**GIVEN INSTRUCTION**
Arrange the stretch of data below, from the line containing "Phrase -- person's shadow" through the end of the data, as a Markdown table with the columns Row and Line, numbering each line and leaving out blank lines.

-- begin RECORDS FOR PROCESSING --

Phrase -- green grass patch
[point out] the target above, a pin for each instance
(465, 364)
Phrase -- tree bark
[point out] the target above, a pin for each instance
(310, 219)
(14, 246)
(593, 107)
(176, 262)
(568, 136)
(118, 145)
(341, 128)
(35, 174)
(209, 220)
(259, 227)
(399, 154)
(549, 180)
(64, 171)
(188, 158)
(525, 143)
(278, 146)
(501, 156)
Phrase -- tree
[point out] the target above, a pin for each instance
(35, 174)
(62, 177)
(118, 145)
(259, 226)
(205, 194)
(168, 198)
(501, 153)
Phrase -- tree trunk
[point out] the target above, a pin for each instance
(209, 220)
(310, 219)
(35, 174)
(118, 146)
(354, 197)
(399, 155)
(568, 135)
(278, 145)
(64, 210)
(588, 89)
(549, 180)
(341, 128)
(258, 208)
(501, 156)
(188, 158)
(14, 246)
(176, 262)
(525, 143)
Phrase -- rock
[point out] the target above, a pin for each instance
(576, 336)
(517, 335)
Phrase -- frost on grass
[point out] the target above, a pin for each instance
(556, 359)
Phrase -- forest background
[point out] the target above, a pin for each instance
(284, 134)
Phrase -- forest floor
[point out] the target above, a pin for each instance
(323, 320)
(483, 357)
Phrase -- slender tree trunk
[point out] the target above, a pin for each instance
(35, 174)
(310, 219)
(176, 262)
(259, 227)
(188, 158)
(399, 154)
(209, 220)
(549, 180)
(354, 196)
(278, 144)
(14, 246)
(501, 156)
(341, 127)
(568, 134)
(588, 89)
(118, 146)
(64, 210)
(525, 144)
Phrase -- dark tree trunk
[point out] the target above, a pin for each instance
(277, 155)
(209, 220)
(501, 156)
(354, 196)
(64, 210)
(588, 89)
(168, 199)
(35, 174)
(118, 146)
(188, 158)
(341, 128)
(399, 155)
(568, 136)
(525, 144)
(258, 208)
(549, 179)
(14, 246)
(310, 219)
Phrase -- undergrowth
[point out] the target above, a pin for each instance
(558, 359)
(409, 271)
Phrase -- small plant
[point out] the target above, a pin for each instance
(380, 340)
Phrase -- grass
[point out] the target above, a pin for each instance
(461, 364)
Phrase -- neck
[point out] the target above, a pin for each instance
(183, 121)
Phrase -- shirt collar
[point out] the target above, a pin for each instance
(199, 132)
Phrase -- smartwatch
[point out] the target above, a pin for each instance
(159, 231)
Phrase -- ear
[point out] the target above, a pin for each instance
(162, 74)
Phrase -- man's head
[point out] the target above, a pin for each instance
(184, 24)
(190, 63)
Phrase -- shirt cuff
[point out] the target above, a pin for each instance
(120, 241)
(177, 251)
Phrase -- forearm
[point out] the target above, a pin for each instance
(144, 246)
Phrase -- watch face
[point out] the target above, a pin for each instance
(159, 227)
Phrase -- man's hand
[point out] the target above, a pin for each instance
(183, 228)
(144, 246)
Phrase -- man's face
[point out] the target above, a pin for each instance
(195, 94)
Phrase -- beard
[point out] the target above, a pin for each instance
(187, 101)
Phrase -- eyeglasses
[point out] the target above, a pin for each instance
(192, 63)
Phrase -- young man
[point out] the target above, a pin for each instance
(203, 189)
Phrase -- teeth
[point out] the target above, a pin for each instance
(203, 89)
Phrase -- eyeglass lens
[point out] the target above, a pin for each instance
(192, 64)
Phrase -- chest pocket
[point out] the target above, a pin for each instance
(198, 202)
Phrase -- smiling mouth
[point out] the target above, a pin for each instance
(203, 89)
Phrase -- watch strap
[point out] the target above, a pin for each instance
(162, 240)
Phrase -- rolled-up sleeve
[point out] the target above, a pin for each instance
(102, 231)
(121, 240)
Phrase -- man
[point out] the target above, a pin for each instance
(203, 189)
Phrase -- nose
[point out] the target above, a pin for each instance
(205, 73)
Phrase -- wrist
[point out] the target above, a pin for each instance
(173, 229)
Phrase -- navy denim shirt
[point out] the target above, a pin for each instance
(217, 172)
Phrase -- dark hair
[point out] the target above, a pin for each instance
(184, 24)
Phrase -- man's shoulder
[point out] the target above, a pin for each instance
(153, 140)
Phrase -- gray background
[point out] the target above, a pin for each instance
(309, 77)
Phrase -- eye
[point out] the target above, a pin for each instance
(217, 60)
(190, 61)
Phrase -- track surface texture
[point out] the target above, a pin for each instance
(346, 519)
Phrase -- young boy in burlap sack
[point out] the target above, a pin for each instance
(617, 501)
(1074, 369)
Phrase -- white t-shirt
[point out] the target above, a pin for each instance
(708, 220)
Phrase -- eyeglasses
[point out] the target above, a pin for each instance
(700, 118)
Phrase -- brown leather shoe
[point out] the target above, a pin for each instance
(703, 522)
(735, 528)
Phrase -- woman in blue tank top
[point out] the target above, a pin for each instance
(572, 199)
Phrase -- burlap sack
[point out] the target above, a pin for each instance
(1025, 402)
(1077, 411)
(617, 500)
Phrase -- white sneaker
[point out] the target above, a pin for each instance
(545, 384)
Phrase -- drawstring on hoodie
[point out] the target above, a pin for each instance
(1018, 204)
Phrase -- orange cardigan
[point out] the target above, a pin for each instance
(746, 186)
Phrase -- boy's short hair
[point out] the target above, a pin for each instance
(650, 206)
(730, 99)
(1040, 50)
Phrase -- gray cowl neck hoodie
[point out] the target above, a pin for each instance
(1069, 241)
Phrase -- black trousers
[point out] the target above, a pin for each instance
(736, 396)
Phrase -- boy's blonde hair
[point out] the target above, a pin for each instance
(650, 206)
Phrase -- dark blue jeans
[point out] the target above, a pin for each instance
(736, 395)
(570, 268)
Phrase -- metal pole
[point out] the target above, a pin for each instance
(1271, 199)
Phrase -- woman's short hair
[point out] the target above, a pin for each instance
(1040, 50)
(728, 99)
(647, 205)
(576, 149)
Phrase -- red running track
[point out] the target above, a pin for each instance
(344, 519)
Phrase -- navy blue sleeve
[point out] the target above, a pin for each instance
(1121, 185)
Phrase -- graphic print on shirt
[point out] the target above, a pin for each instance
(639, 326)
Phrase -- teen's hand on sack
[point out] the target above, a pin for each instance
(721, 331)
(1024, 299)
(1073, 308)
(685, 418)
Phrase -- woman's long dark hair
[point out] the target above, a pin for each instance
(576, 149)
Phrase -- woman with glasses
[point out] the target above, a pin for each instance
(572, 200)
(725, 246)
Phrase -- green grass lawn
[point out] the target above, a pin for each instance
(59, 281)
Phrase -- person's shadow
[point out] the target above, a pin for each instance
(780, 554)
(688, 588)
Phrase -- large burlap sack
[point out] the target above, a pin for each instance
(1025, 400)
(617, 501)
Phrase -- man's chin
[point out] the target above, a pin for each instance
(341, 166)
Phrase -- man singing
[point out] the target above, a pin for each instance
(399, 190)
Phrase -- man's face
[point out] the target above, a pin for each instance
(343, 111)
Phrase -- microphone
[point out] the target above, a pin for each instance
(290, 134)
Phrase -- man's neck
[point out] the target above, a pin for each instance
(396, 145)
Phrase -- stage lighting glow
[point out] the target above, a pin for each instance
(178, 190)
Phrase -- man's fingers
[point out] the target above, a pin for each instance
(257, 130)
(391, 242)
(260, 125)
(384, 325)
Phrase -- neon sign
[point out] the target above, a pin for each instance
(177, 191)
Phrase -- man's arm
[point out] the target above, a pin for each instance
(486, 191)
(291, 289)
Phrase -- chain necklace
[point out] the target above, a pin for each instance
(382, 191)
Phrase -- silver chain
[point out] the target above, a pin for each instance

-- end RECORDS FOR PROCESSING --

**IN RESPONSE**
| Row | Line |
|---|---|
| 1 | Phrase -- person's shadow |
| 2 | [point out] the target above, a pin for each instance |
| 3 | (780, 554) |
| 4 | (688, 588) |
| 5 | Phrase -- large burlap sack |
| 6 | [point out] the target above, a pin for each instance |
| 7 | (1025, 400) |
| 8 | (617, 501) |
| 9 | Phrase -- man's chin |
| 10 | [point out] the target above, a pin for each instance |
| 11 | (341, 166) |
| 12 | Phrase -- man singing |
| 13 | [point out] the target above, a pin for each instance |
| 14 | (399, 190) |
| 15 | Phrase -- man's face |
| 16 | [point out] the target above, a pin for each instance |
| 17 | (343, 111) |
| 18 | Phrase -- microphone |
| 19 | [point out] the target above, a pin for each instance |
| 20 | (290, 134) |
| 21 | Phrase -- man's neck |
| 22 | [point out] the target above, a pin for each instance |
| 23 | (396, 145) |
| 24 | Phrase -- stage lighting glow |
| 25 | [point out] the target above, a pin for each instance |
| 26 | (178, 190) |
| 27 | Phrase -- man's fingers |
| 28 | [point out] the target above, a pin for each instance |
| 29 | (257, 130) |
| 30 | (391, 242) |
| 31 | (260, 125) |
| 32 | (384, 325) |
| 33 | Phrase -- neon sign |
| 34 | [point out] the target above, a pin for each instance |
| 35 | (177, 191) |
| 36 | Phrase -- man's arm |
| 37 | [point out] the target above, a pin for each instance |
| 38 | (486, 191) |
| 39 | (291, 289) |
| 40 | Phrase -- chain necklace |
| 41 | [point out] the target above, a pin for each instance |
| 42 | (382, 191) |
| 43 | Phrase -- silver chain |
| 44 | [point out] the target above, a pin for each instance |